Brano di testo >>
______________________________

L’esperienza accumulata dai propri tecnici sul loro stesso territorio ha spinto il Governo di Pechino a proporsi come realizzatori della Grande Muraglia Verde Africana e l’approccio cinese ha già trovato una applicazione attorno alla capitale della Mauritania Nouakchott dove alberi di saxsaul e di acacia, combinati con griglie di paglia a scacchiera (tecnica perfezionata proprio nel deserto del Taklamakan) sono riusciti a stabilizzare le dune di sabbia. Anche in Etiopia le squadre cinesi, dopo aver ripulito la superficie dai cespugli spinosi invasivi, hanno ripristinato i pascoli e triplicato la resa del foraggio attraverso il pascolo a rotazione. Gli ingegneri cinesi coinvolti in queste operazioni affermano di non limitarsi a piantare alberi in Africa ma di creare “industrie verdi”.
In realtà le cose non devono essere state così semplici per i cinesi come sembrerebbe: in Mauritania ci vollero tre anni per convincere le autorità locali che 12 piante native in Cina e resistenti alla siccità non sarebbero diventate specie invasive e anche i semi di tali piante han dovuto passare attraverso una specie di quarantena. Lo stesso è successo in Etiopia dove delle 22 specie di piante utilizzate 8 erano di origine cinese. Oltre al tipo di piante e a speciali griglie di paglia usate a scacchiera sembra che i cinesi siano riusciti ad incrementare del 37% la sopravvivenza degli impianti grazie ad un metodo di piantagione derivato dall’esperienza accumulata. Uno specialista cinese interrogato sul loro metodo di lavoro e sul perché i loro sistemi farebbero risparmiare almeno il 37% sull’investimento necessario rispetto ai costi studiati dall’ONU ha risposto che loro non buttano via il tempo per produrre rapporti di 300 pagine e che i lavoratori cinesi svolgono il loro compito con una velocità dieci volte più alta dei loro possibili concorrenti. Ciò significa che gran parte della manodopera impiegata verrà dalla Cina?
Ad oggi non sembra ancora deciso se l’intera operazione della Grande Muraglia Verde Africana sarà assegnata alle aziende cinesi ma, se così fosse e il tutto fosse completato con successo, quella realizzazione rappresenterà una vittoria strategica in termini di soft power per Pechino. Senza contare che, di là di una questione d’immagine, non va dimenticato che tutto il Sahel è ricco di minerali e si integrerebbe perfettamente della Belt and Road Initiative. Forse il loro interesse non è soltanto altruistico.

______________________________

Estratto da un dataset

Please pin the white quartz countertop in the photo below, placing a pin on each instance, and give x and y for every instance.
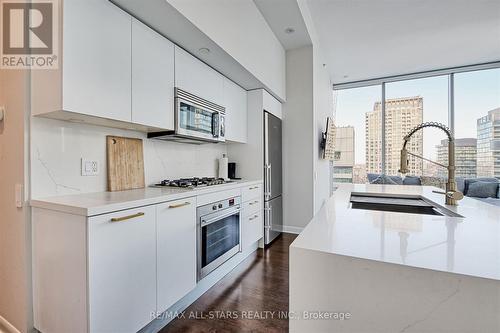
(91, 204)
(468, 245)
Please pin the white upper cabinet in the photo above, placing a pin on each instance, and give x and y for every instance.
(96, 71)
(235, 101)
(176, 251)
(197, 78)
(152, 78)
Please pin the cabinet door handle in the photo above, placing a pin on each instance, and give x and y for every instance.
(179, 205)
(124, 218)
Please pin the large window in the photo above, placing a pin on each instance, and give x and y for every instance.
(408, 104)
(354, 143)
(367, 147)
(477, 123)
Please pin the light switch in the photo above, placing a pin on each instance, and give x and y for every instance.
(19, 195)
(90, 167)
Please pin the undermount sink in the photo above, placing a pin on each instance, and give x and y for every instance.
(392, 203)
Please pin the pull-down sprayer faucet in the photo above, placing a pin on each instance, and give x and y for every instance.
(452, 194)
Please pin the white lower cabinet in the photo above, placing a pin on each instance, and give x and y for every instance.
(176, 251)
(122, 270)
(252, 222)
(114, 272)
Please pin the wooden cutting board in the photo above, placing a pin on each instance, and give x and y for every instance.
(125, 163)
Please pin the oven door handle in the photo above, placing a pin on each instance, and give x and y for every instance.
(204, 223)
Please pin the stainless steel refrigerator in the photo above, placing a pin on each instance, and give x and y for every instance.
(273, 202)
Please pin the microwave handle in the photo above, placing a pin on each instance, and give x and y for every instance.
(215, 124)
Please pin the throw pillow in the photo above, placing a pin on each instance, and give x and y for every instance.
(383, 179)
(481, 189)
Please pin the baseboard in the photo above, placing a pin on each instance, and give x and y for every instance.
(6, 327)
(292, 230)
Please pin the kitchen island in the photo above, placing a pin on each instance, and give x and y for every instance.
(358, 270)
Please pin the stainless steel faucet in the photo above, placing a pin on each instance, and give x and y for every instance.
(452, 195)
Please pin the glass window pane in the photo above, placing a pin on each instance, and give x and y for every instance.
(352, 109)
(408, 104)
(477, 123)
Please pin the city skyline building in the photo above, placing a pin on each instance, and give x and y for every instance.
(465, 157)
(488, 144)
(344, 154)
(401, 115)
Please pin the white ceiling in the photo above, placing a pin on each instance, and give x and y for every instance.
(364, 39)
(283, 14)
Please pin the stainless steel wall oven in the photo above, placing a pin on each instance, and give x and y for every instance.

______________________________

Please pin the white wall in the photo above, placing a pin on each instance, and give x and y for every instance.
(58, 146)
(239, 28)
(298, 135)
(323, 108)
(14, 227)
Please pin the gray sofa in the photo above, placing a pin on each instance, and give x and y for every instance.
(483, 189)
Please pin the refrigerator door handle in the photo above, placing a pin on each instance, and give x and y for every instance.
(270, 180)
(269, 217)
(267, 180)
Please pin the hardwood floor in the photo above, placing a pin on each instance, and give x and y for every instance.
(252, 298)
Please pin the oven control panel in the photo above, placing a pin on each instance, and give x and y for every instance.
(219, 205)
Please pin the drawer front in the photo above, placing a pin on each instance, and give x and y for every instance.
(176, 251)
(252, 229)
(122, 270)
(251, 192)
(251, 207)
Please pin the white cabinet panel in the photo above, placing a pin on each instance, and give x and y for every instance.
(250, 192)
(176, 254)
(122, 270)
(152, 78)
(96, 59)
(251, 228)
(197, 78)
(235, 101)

______________________________

Consegna >> Ricopia senza modifiche il passo del brano sulla Grande Muraglia Verde Africana, partendo dalle parole "Ad oggi non" e fermandoti dopo "è soltanto altruistico.".

Risposta completa >>
Ad oggi non sembra ancora deciso se l’intera operazione della Grande Muraglia Verde Africana sarà assegnata alle aziende cinesi ma, se così fosse e il tutto fosse completato con successo, quella realizzazione rappresenterà una vittoria strategica in termini di soft power per Pechino. Senza contare che, di là di una questione d’immagine, non va dimenticato che tutto il Sahel è ricco di minerali e si integrerebbe perfettamente della Belt and Road Initiative. Forse il loro interesse non è soltanto altruistico.